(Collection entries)
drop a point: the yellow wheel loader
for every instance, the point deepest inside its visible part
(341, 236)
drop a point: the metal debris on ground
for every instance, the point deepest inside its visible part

(SET PROBLEM) Copy every row above word for word.

(SOLUTION TO THIS TASK)
drop a point: the yellow wheel loader
for every instance, the point deepest inside its visible part
(341, 236)
drop a point: the metal debris on ground
for every instance, the point deepest inside its visible part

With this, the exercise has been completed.